- Born: 11 October 1987 (age 38) Glasgow, Scotland
- Occupations: comedian, actor
- Years active: 2014–present

= Darren Connell (comedian) =

Scottish stand-up comedian, podcaster and actor

Darren Connell is a Scottish stand-up comedian, podcaster and actor. He is possibly best known for playing the role of Bobby Muir in the television series Scot Squad.

==Life and career==
Connell grew up in Springburn in Glasgow. He started performing stand up gigs whilst juggling a full-time job at a supermarket until fellow comedian Kevin Bridges convinced him to quit and do comedy full time. Since then, Connell has gone on to host many solo shows across the UK including an appearance at the 2016 Edinburgh Fringe Festival. Writing about his show No Filter, Jay Richardson of Chortle wrote:
"His off-stage naivety, which he channels into Bobby, makes Connell extremely likeable, as does his easy rapport with his audience and chunky, rather sadsack quality, extending him the credit for an occasional, more calculated, dark gag. Even if there aren't enough stories in this show yet, you trust in his accident-prone nature to deliver them soon."

*DATA PROVIDED*
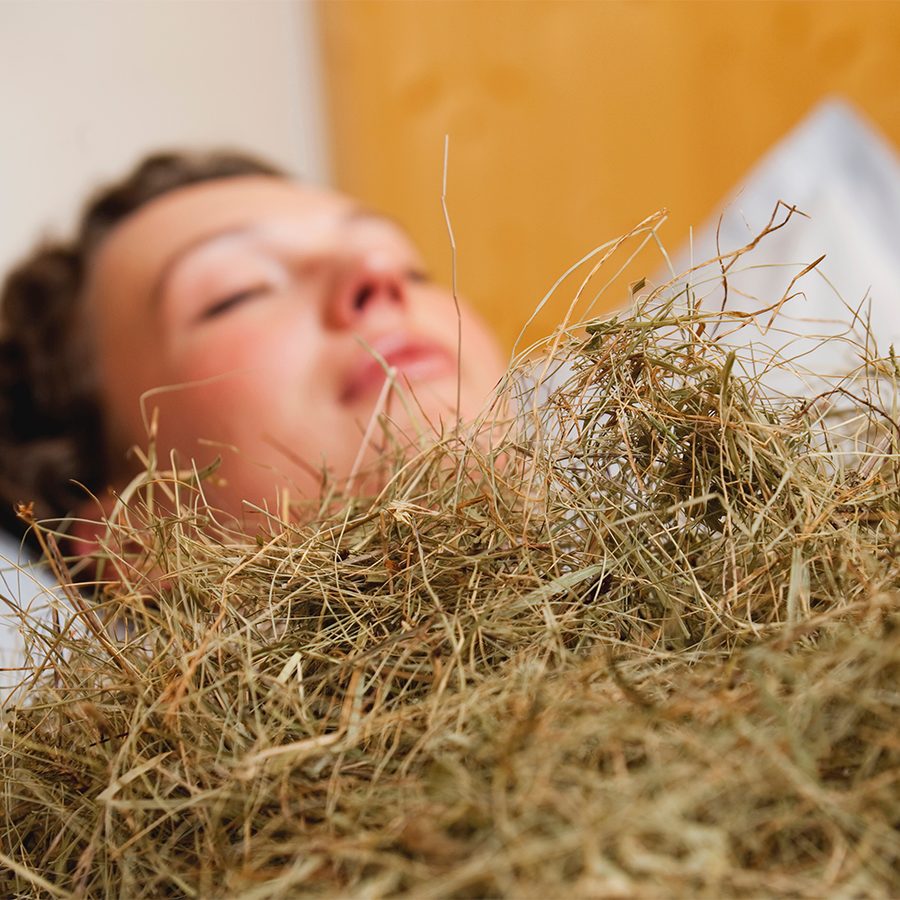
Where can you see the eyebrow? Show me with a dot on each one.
(358, 213)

*TASK TO CARRY OUT*
Transcribe a passage from the Darren Connell biography, starting at the words "- Born: 11 October" and ending after the words "series Scot Squad.". None of the data is needed here.

*SOLUTION TO THIS PROBLEM*
- Born: 11 October 1987 (age 38) Glasgow, Scotland
- Occupations: comedian, actor
- Years active: 2014–present

= Darren Connell (comedian) =

Scottish stand-up comedian, podcaster and actor

Darren Connell is a Scottish stand-up comedian, podcaster and actor. He is possibly best known for playing the role of Bobby Muir in the television series Scot Squad.